CHALLENGE :: Reproduce the records from the line containing "Check that each instance of the tail" through the end of the records, including both ends and every request, and add 21 to each coordinate in the answers. Give only those lines.

INFORMATION PROVIDED ::
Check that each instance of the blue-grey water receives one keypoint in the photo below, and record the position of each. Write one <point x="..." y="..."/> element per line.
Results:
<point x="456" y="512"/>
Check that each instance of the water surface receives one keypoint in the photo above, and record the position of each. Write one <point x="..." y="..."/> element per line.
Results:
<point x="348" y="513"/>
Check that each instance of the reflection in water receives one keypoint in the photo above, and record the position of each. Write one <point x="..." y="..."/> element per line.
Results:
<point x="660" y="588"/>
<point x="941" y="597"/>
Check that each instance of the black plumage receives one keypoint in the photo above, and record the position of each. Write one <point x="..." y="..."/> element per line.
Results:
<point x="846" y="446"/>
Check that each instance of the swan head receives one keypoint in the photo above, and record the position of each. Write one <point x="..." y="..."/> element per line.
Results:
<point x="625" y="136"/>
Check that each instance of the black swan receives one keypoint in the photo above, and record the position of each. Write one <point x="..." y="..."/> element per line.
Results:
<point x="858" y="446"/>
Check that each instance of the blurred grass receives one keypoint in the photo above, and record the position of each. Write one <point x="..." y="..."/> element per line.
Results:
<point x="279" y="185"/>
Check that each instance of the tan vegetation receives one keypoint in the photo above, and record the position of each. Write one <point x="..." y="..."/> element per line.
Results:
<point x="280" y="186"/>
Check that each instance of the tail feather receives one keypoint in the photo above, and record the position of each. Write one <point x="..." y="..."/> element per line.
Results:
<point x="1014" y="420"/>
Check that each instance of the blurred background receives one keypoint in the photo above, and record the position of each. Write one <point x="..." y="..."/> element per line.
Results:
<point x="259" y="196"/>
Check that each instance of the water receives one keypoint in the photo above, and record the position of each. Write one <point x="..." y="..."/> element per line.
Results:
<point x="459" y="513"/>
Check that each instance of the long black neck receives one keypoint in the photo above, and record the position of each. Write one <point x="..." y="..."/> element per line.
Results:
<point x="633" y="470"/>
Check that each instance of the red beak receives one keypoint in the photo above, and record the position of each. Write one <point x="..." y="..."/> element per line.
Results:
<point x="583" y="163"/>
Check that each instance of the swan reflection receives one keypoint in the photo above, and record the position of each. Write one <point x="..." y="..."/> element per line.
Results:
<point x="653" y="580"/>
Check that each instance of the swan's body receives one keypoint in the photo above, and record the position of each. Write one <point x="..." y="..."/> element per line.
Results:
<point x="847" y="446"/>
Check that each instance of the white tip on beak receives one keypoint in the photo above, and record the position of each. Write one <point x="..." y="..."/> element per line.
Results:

EXERCISE OUTPUT ::
Check that each instance of the tail feather receives one keypoint in the photo above, and record the position of each. Write one <point x="..." y="..."/> element per line.
Results:
<point x="1035" y="441"/>
Check that each instance of the blurred background receives one keypoint in the photo above, and record the position of each. Write one <point x="..." y="..."/> element per line.
Results:
<point x="280" y="217"/>
Check that each instance of the water receives one keypoint in the photo above, and record the position of each. Write one <point x="..." y="..."/> element per line.
Results:
<point x="480" y="534"/>
Check that each instance of the long black neck receives one keypoint in the photo above, and record the position of each. Write one <point x="..." y="..."/> element per line.
Results:
<point x="654" y="491"/>
Check that each instance of the red beak receives one keypoint in the photo above, and record the position of each. Write one <point x="..." y="..."/> element per line.
Results:
<point x="604" y="184"/>
Check that each instance of the swan reflection receives one keypoint in the photo above, and record the position of each. Write one <point x="..." y="..."/> element per line.
Results:
<point x="674" y="601"/>
Check that each instance of the swan's body receives one keypoint in the photo above, and record the position of each. Write one <point x="..." y="..."/> element per line.
Results:
<point x="868" y="467"/>
Check that each instance of the white tip on beak receives one keypoint in the photo above, and record the position of each. Write one <point x="..." y="..."/> element per line.
Results:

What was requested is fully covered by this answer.